[Start of Available records]
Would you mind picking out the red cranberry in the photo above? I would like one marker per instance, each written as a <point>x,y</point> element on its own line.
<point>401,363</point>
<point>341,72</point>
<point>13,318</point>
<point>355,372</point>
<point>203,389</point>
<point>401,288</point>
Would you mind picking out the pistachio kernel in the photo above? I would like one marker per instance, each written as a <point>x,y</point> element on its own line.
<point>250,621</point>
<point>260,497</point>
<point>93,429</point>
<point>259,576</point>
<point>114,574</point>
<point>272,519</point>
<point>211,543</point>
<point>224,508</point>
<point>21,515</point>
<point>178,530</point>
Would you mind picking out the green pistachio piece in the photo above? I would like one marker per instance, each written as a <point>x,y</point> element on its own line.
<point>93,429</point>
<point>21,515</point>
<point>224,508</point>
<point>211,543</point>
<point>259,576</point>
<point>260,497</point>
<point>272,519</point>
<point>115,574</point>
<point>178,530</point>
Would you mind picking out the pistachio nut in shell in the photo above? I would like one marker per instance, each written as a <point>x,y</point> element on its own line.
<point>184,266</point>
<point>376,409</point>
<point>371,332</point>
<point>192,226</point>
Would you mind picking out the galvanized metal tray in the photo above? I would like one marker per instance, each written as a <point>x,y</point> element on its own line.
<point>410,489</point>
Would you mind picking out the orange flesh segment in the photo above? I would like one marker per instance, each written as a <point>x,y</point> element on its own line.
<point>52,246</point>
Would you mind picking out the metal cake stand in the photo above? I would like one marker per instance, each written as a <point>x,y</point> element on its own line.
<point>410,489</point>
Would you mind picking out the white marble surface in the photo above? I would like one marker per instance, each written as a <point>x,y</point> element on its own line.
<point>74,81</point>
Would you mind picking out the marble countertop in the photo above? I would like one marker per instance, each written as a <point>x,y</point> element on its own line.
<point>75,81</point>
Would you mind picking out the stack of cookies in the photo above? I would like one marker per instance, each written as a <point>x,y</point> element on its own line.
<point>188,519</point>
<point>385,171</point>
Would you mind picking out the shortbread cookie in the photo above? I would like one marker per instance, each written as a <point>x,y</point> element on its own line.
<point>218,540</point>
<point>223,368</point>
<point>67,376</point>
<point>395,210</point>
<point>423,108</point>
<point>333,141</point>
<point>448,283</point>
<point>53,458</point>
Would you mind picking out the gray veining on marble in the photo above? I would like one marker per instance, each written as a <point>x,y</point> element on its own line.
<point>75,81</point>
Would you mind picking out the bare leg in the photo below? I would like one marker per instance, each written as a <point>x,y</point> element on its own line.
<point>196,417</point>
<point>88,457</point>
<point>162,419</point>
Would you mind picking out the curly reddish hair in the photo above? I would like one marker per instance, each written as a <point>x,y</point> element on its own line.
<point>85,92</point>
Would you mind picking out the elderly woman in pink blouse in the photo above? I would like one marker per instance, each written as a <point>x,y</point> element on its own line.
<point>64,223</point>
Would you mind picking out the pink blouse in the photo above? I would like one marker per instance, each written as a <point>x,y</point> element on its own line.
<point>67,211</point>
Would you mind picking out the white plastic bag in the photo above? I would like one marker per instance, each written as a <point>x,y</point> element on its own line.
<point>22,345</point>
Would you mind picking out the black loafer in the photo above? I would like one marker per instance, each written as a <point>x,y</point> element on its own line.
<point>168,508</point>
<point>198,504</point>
[End of Available records]
(Required work):
Return every line of the listing above verbatim, with nothing altered, added, or omitted.

(Response to this task):
Would you mind picking out the red cranberry in the photo above? I would like one marker per instance, each written as a <point>x,y</point> element on its own line.
<point>401,363</point>
<point>341,72</point>
<point>13,318</point>
<point>355,372</point>
<point>203,389</point>
<point>401,288</point>
Would you mind picking out the pistachio kernel in the photo above? I would like one marker per instance, each written as a <point>x,y</point> element on its own line.
<point>250,621</point>
<point>260,497</point>
<point>93,429</point>
<point>259,576</point>
<point>114,574</point>
<point>272,519</point>
<point>211,543</point>
<point>224,508</point>
<point>21,515</point>
<point>178,530</point>
Would you mind picking out the green pistachio piece in the photo above? I would like one marker per instance, each written as a <point>x,y</point> element on its own line.
<point>93,429</point>
<point>21,515</point>
<point>224,508</point>
<point>211,543</point>
<point>259,576</point>
<point>260,497</point>
<point>272,519</point>
<point>115,574</point>
<point>178,530</point>
Would you mind picking out the pistachio nut in shell in the photo above? I would like one marker per instance, each written as a <point>x,y</point> element on its own line.
<point>184,266</point>
<point>376,409</point>
<point>371,332</point>
<point>192,226</point>
Would you mind picking out the galvanized metal tray in the photo above? I would like one marker per instance, each written as a <point>x,y</point> element on its own line.
<point>410,489</point>
Would you mind picking out the orange flesh segment in the photo above? I would like one marker per instance, each written as a <point>x,y</point> element on its own line.
<point>52,246</point>
Would you mind picking out the metal cake stand in the photo above? I would like one marker per instance, each written as a <point>x,y</point> element on its own line.
<point>410,489</point>
Would you mind picking out the white marble surface in the photo above? I would like one marker per instance, each written as a <point>x,y</point> element on its own line.
<point>74,81</point>
Would you mind picking out the marble countertop in the photo above? I would like one marker per instance, each written as a <point>x,y</point> element on its own line.
<point>75,81</point>
Would you mind picking out the stack of cookies in the photo above? I would like one marker per instance, each written as a <point>x,y</point> element on its own line.
<point>188,519</point>
<point>385,171</point>
Would you mind picking out the shortbread cookie in the photo above? I would like one marker per instance, each written as a <point>x,y</point> element on its own line.
<point>218,540</point>
<point>223,368</point>
<point>67,376</point>
<point>395,210</point>
<point>423,108</point>
<point>333,141</point>
<point>448,283</point>
<point>53,458</point>
Would you mind picking out the gray veining on marble in the photo above? I would like one marker per instance, each written as a <point>x,y</point> element on its own line.
<point>75,81</point>
Would you mind picking out the bare leg in the photo below? I would like one marker per instance, each written as a <point>x,y</point> element on its own line.
<point>196,417</point>
<point>88,457</point>
<point>162,419</point>
Would you mind picking out the curly reddish hair in the photo above? I would like one marker per instance, each written as a <point>x,y</point> element on its own line.
<point>85,92</point>
Would you mind picking out the elderly woman in pink blouse in the photo above? I would like one marker per instance, each written as a <point>x,y</point> element on its own line.
<point>64,223</point>
Would you mind picking out the pink blouse in the photo above? I would like one marker per instance, each written as a <point>x,y</point> element on its own line.
<point>67,211</point>
Would you mind picking out the white plastic bag in the photo above? I would like one marker per instance, each written as a <point>x,y</point> element on its own line.
<point>22,345</point>
Would you mind picking out the black loafer in the photo above? I would like one marker per instance, each written as a <point>x,y</point> element on its own line.
<point>168,508</point>
<point>198,504</point>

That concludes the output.